Your instructions: Write out the full listing below word for word, with nothing added or changed.

· · · · ·

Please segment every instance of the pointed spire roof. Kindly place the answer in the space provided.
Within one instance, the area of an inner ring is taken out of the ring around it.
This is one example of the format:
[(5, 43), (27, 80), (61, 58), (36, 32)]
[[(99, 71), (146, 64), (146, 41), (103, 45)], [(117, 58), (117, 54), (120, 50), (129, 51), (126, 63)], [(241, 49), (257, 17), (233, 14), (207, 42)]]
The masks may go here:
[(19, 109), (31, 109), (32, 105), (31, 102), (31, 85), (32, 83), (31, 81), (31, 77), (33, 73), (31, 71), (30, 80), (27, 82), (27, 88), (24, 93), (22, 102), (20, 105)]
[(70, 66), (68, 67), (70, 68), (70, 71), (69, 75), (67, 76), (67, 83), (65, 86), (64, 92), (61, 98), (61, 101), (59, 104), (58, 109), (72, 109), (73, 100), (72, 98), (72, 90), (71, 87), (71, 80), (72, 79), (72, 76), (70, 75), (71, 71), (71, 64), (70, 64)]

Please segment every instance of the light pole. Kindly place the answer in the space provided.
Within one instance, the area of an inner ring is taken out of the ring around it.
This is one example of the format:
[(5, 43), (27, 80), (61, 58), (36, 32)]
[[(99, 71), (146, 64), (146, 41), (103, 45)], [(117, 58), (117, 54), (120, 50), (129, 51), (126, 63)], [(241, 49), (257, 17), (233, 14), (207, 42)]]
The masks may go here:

· · · · ·

The output:
Please segment every instance of the pointed spire roof. Kindly place the answer in the space provided.
Within one instance, the area of an inner ring is taken out of the ring around it.
This is one example of the format:
[(5, 43), (27, 80), (61, 58), (36, 32)]
[[(99, 71), (146, 64), (146, 41), (103, 45)], [(117, 58), (117, 54), (120, 50), (129, 51), (126, 63)], [(241, 49), (257, 17), (233, 14), (207, 42)]]
The masks may go here:
[(19, 109), (31, 109), (32, 105), (31, 102), (31, 85), (32, 83), (31, 81), (31, 77), (33, 73), (31, 71), (30, 80), (27, 82), (27, 88), (24, 93), (22, 102), (20, 105)]
[(70, 66), (68, 67), (70, 68), (70, 71), (69, 75), (67, 76), (67, 83), (65, 86), (64, 92), (61, 98), (61, 101), (59, 104), (58, 109), (72, 109), (73, 100), (72, 98), (72, 90), (71, 87), (71, 80), (72, 79), (72, 76), (70, 75), (71, 71), (71, 64), (70, 64)]

Please segment every instance of the light pole. Kindly place the answer in the space provided.
Within one instance, the area of an inner ring is taken out of the ring around it.
This is one example of the format:
[(5, 43), (27, 80), (61, 58), (36, 32)]
[[(99, 71), (146, 64), (146, 41), (103, 45)], [(117, 58), (117, 54), (120, 50), (129, 51), (126, 63)], [(241, 49), (257, 17), (233, 14), (207, 42)]]
The masks may go here:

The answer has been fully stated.